* **Reading text**:
§
Sunday, March 8, 2009

Our God day

Today was another of those days. A day that held more emotion than I thought was possible.

Today Rupi was dedicated. We stood before our church family as new parents and promised to bring Rupi up to know Him. I really didn't want to do this as baby dedications have only meant pain to me in the past but my hubbie wanted to. His train of thought is that our victory is a victory for the church family (which of course it is) and would encourage those waiting for their miracle.

So we said yes and and invited family to come and be with us. As we stood in worship an entire train of emotion hit me and I just cried. I didn't think it would this big for me. But I was standing with my baby waiting to dedicate him. Me. So called "severely infertile" girl.

We had friends and family clustered around us (our unsaved family came!) and Rupi got awesome prophesy about stuff I have been praying over him. He was so good and was such a cutie!

We asked one the pastors that we love to dedicate Rupi. This pastor is an adoptive Dad and so he gets it. What I love about the way he did the dedication is he didn't go into our journey or how we came to be parents. Because today was not about Rupi being adopted or the adoption story but simply about us as parents and Rupi as our son.
§
* **Records provided**:
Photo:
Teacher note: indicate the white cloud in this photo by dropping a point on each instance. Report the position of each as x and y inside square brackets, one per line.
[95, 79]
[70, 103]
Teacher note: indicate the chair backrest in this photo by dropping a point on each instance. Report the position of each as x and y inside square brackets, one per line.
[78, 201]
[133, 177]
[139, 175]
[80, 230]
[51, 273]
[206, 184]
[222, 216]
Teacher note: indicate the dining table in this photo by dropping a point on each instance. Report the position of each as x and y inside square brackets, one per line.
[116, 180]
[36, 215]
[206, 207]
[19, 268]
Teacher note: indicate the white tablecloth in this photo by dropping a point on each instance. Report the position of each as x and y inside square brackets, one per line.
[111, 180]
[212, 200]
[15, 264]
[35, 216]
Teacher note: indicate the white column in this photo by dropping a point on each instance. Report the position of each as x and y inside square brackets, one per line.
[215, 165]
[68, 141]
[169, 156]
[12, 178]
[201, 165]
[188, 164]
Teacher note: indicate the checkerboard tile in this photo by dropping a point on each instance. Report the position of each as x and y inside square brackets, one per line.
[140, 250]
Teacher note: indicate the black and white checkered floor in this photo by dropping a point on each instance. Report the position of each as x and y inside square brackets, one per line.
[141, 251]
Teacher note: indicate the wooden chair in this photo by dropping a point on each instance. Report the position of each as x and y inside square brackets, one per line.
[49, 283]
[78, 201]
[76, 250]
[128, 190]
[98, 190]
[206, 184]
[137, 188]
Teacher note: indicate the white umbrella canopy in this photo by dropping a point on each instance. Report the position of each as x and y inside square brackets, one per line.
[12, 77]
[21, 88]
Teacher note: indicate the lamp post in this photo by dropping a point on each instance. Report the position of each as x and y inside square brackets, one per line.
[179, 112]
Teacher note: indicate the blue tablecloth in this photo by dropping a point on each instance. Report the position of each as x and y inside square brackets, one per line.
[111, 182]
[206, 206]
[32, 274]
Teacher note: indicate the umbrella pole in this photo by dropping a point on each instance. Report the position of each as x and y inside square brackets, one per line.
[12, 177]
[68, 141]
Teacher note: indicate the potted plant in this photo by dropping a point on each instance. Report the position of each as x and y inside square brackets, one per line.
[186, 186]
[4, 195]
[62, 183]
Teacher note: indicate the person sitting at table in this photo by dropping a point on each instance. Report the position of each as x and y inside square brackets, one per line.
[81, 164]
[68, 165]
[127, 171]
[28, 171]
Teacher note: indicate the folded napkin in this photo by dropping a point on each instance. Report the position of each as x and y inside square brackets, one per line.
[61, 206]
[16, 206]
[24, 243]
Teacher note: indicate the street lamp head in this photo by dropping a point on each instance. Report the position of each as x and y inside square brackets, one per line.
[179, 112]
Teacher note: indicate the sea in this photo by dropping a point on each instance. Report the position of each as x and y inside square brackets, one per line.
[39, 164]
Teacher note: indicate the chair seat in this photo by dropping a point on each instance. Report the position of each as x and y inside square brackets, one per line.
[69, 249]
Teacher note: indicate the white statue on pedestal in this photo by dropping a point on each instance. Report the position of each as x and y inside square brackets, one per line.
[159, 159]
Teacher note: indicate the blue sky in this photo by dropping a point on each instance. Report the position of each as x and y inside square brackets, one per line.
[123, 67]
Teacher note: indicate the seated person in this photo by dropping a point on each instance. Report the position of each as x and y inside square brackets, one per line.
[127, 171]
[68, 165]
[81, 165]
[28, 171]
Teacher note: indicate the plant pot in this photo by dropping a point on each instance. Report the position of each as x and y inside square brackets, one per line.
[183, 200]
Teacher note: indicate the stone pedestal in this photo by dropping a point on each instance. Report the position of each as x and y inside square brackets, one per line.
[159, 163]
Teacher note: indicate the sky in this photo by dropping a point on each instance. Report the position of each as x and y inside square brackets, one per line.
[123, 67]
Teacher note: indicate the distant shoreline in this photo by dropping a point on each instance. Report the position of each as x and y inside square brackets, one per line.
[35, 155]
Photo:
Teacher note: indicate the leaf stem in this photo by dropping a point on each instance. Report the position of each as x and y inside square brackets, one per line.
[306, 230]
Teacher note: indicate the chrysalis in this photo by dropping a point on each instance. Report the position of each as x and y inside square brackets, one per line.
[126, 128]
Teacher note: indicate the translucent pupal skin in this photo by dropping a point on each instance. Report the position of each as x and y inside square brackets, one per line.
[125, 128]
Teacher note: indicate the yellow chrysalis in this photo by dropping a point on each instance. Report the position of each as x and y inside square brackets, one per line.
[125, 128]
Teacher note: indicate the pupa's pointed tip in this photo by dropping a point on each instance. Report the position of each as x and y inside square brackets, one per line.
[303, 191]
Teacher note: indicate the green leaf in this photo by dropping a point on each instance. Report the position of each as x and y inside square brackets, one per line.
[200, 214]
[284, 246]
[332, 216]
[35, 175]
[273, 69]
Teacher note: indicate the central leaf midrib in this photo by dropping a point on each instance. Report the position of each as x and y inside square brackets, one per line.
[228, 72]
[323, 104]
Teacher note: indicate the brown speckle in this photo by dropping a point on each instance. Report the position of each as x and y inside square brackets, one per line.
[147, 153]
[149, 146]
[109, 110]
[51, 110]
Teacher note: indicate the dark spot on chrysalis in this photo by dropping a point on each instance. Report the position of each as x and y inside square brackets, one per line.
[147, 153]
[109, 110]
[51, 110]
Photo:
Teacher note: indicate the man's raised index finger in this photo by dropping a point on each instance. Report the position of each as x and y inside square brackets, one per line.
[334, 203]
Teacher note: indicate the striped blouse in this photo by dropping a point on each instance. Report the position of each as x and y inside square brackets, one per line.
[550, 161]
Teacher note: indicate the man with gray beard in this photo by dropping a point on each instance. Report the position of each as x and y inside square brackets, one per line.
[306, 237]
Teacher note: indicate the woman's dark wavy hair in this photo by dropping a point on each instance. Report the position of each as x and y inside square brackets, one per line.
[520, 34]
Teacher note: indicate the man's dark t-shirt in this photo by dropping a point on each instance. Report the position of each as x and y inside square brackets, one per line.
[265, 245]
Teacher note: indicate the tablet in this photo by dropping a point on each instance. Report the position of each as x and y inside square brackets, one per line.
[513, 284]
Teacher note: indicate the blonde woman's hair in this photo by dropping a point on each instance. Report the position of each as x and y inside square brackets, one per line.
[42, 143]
§
* **Instruction 1**:
In the blog post about Rupi's dedication, what is the pastor who dedicated Rupi?
* **Instruction 2**:
From the blog post about Rupi's dedication, quote the passage starting with "Our God day" and going on through "for their miracle.".

* **Correct answer 1**:
He is an adoptive dad.

* **Correct answer 2**:
Our God day

Today was another of those days. A day that held more emotion than I thought was possible.

Today Rupi was dedicated. We stood before our church family as new parents and promised to bring Rupi up to know Him. I really didn't want to do this as baby dedications have only meant pain to me in the past but my hubbie wanted to. His train of thought is that our victory is a victory for the church family (which of course it is) and would encourage those waiting for their miracle.